#### What is asked:
Repeat only the lines from the one holding "Planogram-check task. Target: black coffee" down to the last line of the listing below, including both of those lines.

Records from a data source
- - -

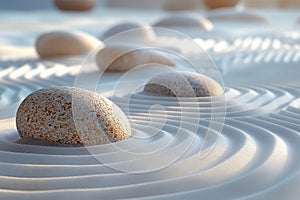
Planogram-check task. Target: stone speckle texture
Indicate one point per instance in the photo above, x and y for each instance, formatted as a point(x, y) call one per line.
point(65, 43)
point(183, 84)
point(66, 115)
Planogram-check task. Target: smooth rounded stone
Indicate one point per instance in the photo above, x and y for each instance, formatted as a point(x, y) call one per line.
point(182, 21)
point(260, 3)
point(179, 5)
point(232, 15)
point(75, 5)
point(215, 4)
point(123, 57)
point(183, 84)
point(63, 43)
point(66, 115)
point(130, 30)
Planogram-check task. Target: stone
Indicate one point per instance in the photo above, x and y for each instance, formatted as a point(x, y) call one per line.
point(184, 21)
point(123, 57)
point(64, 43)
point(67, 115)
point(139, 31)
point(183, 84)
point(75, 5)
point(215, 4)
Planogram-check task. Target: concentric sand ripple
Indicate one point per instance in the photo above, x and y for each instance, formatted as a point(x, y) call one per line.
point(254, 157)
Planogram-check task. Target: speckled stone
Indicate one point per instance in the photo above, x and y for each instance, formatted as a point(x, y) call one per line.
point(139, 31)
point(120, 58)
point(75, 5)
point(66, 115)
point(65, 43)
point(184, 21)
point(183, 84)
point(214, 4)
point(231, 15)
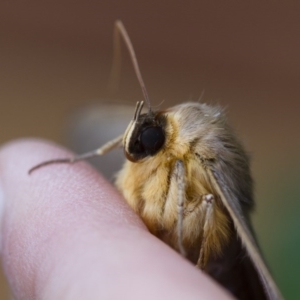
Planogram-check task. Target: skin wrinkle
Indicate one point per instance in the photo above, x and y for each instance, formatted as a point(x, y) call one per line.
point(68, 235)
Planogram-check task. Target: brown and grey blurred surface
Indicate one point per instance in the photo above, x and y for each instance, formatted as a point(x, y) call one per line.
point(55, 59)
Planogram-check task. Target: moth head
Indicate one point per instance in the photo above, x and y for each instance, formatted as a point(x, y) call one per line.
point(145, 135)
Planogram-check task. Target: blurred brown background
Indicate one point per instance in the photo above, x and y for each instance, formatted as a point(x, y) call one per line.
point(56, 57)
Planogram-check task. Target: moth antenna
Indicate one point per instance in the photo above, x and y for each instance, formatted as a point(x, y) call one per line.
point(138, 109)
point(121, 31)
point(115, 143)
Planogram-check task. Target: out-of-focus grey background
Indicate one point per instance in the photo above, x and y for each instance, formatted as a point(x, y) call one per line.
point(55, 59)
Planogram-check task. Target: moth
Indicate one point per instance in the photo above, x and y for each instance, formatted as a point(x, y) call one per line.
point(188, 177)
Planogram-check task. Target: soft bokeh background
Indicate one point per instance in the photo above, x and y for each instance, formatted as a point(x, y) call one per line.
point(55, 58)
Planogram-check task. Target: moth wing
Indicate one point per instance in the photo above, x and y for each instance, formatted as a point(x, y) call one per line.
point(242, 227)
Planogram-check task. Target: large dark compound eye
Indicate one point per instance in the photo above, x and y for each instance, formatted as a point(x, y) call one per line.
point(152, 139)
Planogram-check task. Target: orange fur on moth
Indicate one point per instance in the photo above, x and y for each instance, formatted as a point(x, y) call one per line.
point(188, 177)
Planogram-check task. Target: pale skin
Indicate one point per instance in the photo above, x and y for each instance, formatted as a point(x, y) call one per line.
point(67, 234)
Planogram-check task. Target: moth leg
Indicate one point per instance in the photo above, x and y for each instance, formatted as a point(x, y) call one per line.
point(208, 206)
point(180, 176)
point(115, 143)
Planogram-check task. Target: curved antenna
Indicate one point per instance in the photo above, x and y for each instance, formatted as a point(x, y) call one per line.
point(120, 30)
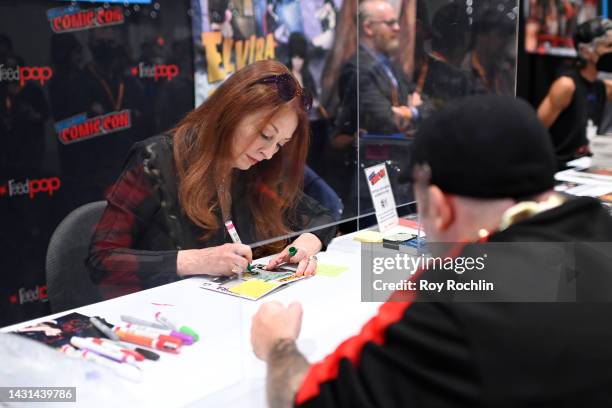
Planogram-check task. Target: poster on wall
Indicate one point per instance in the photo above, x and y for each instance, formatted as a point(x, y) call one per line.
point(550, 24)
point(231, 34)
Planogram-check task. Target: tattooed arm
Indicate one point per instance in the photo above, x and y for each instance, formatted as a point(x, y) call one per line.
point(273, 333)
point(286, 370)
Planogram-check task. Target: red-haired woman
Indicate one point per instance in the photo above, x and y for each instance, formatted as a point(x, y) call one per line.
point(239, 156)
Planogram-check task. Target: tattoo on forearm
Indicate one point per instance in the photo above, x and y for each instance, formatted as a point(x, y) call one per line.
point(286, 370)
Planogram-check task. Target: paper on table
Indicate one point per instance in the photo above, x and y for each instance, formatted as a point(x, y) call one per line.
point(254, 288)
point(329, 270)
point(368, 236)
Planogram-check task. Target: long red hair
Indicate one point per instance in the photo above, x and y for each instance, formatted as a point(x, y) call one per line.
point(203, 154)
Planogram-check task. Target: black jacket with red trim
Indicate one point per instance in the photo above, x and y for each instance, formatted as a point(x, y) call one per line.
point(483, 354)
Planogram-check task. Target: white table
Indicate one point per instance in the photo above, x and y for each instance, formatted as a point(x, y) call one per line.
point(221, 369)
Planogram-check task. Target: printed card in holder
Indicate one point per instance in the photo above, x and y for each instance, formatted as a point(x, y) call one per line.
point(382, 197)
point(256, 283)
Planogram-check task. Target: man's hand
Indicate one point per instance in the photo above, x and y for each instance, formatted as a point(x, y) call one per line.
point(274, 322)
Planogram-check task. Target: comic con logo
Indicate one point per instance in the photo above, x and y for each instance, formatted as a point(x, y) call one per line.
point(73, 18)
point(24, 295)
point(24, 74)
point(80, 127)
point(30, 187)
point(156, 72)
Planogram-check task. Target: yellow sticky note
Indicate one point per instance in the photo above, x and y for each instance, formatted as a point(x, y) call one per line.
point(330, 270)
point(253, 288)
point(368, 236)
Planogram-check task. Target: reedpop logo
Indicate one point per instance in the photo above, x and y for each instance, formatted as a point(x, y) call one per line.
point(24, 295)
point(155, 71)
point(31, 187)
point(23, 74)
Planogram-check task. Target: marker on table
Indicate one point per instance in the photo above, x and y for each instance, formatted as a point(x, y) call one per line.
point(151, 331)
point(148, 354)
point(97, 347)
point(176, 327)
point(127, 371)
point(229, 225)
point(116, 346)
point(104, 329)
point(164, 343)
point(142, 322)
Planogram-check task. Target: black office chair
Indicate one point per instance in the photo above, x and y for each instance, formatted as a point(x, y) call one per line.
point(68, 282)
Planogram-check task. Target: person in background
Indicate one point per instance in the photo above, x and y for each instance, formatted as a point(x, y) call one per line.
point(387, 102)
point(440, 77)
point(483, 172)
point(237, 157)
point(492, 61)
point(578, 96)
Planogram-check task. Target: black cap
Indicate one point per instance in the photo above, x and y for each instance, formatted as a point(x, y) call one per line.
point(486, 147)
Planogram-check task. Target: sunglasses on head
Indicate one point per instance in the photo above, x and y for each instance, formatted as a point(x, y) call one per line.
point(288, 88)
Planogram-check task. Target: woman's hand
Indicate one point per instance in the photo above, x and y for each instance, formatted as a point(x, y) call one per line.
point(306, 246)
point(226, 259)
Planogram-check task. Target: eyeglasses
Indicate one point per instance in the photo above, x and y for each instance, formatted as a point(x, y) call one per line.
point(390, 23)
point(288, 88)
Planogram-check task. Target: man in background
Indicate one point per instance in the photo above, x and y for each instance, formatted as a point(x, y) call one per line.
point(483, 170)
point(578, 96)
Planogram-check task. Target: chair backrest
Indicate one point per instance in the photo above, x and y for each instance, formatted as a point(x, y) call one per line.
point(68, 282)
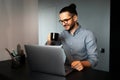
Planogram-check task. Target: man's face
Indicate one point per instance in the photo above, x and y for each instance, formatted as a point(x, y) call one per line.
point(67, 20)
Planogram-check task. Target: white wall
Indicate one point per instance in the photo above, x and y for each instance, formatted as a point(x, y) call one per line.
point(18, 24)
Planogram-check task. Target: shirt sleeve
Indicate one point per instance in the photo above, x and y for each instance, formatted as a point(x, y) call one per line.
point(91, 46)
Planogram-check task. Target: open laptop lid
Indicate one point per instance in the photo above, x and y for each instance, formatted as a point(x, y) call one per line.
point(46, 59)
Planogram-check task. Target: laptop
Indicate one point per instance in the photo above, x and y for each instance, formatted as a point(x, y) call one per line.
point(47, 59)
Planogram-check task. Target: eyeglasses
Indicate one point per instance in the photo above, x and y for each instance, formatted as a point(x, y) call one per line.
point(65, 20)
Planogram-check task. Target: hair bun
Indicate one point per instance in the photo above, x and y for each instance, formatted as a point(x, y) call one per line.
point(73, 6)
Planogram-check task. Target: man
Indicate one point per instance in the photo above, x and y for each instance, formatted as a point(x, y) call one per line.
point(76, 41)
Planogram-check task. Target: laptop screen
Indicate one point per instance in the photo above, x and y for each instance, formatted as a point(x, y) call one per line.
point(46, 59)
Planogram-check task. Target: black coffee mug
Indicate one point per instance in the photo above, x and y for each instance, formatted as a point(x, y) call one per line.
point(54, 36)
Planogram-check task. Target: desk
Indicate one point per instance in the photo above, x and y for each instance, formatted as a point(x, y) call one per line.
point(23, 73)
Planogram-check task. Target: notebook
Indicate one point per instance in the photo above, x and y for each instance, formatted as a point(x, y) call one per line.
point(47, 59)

- - -

#### Result of the exercise:
Planogram-check task. Target: black coffee mug
Indicate one point per instance in the photo above, x and y for each instance, formatted as a point(x, y) call one per line.
point(54, 36)
Planogram-check task. Target: desk
Indicate one point per instance in the photo above, x and y for each instance, formatted as a point(x, y) call one per line.
point(23, 73)
Planogram-check task. Target: notebook
Indicate one point per instance in the photo above, x and y for each instance, formatted as a point(x, y) call one per line.
point(47, 59)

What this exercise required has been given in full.